* [CONSIGNE] Écrivez la suite du texte sur les quartiers sensibles et la cohésion sociale, à partir de sa dernière phrase.

* [EXTRAIT PRÉSENTÉ]
Comment convaincre cette « zone grise » de la population des quartiers sensibles de basculer du côté de la République plutôt que de rejoindre le camp radicalisé ?

Par-delà les seuls quartiers dits sensibles, il faudrait sans doute que l’Etat rentre à nouveau pleinement dans son rôle de meneur de la cohésion sociale. Ceci, au regard de l’évolution d’une hiérarchisation verticale de notre société, longtemps marquée par une logique de classes, à une horizontalité qui se définit de plus en plus entre les « in » et les « out », intégrés et exclus, facilitant les replis identitaires et la fragmentation de notre société.

Il y a une remobilisation démocratique à réaliser, sur des valeurs communes à défendre et à promouvoir que contient bien notre République, par-delà le culte de l’individualisme contemporain. Une souveraineté populaire qui jusque dans ces quartiers, doit résonner, comme bien commun des plus précieux. Associer, consulter, unifier, en ayant une véritable exigence de réussite collective, s’appuyant sur des valeurs et des règles sûres et partagées, à l’aune d’un idéal démocratique qui ne démente pas l’espoir dont il est redevable.

* [DONNÉES AFFICHÉES]
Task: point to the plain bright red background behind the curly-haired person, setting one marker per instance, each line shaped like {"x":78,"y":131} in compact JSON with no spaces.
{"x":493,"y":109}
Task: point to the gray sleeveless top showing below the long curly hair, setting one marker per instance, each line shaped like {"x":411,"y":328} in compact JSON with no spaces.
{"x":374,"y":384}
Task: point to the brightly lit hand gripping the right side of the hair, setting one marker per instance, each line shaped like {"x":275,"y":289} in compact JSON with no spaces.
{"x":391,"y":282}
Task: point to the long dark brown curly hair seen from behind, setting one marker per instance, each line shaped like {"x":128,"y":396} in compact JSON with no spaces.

* * *

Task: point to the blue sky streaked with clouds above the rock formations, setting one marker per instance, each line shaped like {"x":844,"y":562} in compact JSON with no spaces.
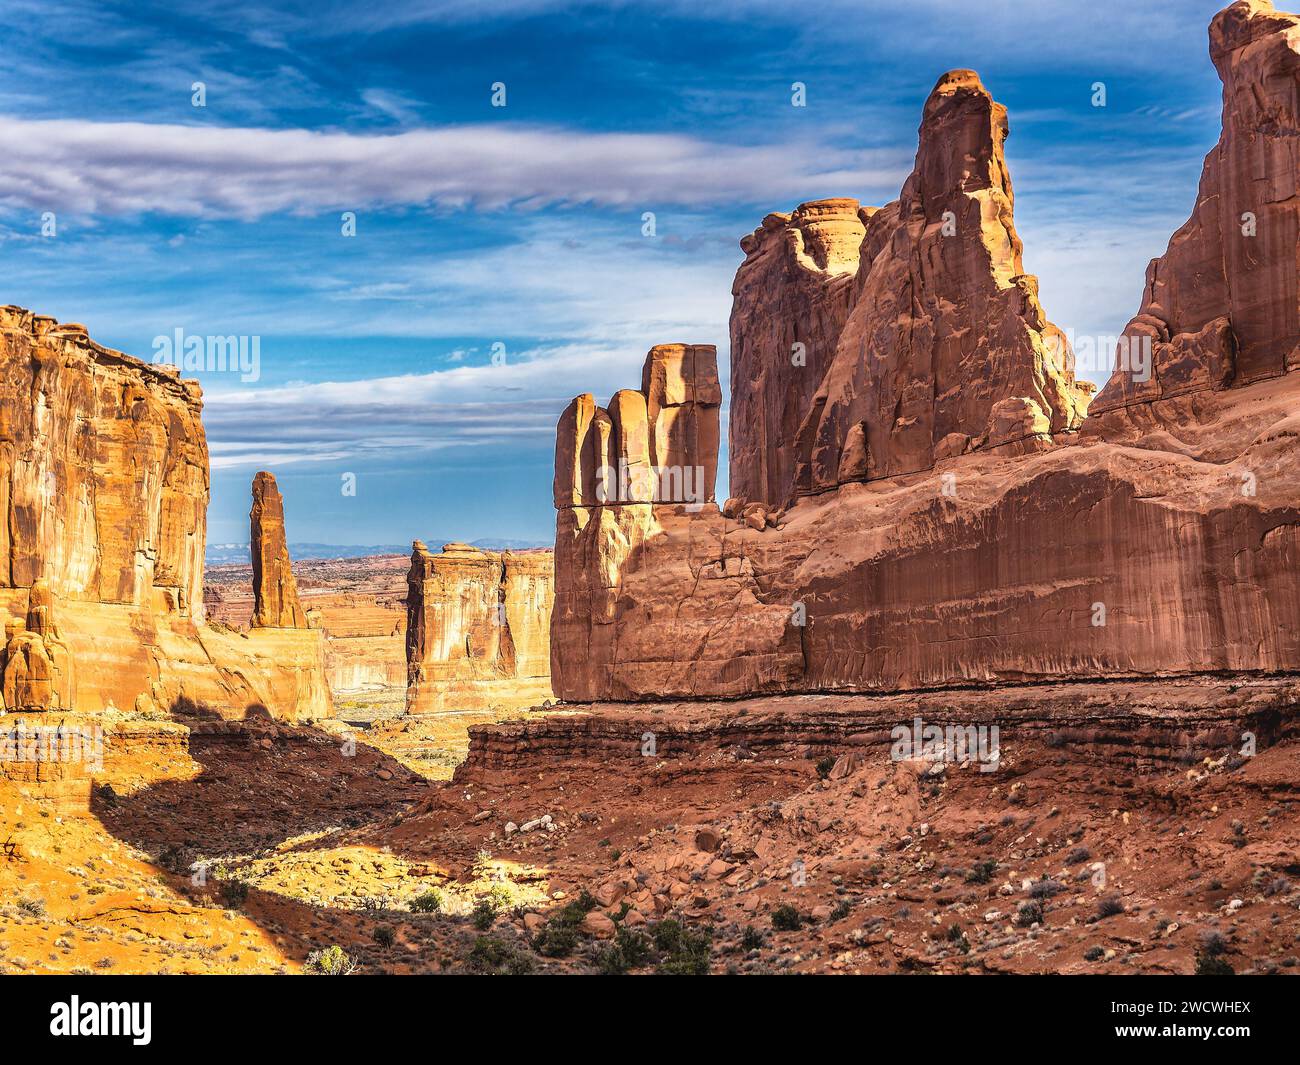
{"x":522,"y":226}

---

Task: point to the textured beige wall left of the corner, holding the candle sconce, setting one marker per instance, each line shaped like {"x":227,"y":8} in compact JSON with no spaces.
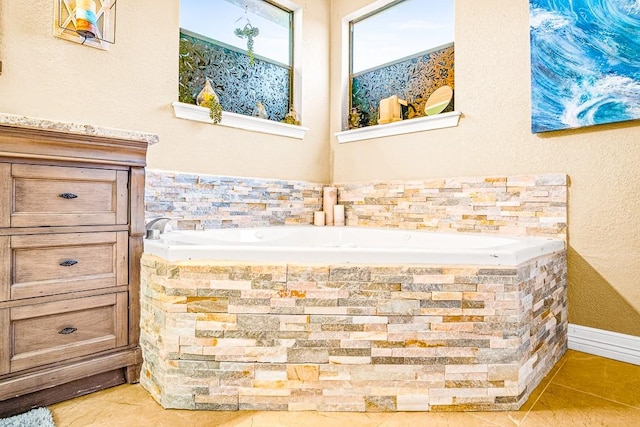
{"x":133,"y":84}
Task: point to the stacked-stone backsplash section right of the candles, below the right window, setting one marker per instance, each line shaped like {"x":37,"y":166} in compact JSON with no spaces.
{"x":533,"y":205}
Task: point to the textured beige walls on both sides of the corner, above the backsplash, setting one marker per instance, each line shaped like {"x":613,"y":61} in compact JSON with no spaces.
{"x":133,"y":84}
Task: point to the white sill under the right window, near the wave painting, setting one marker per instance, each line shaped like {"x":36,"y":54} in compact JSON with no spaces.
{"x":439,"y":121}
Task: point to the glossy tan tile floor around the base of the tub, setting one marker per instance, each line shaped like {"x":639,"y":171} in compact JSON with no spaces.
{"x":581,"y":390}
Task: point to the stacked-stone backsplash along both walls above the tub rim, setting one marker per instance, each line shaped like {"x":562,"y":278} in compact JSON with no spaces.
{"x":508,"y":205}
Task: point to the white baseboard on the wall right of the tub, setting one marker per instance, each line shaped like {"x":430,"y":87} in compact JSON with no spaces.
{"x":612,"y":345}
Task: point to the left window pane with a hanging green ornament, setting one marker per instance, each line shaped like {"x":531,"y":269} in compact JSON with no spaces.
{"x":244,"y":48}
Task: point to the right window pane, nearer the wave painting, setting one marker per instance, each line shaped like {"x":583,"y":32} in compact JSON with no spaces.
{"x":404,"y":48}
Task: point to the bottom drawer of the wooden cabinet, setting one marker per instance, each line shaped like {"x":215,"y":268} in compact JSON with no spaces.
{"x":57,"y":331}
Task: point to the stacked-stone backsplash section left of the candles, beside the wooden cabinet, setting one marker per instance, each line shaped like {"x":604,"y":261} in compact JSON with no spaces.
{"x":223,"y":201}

* [RÉPONSE]
La crise de notre démocratie tient à l’absence de perspective, de projet de société ambitieux, avec ce sentiment de plus en plus fort que tout se décide ailleurs, que le peuple ne maitrise plus son destin, ce qui rend la tâche bien ardue. Ne sommes-nous pas en train précisément de tout faire pour que cette fameuse frange de population bascule à terme du mauvais côté, par une sorte de fuite en avant où on multiplie confusions et incohérences ? Rien ne permet aujourd’hui de s’assurer du contraire.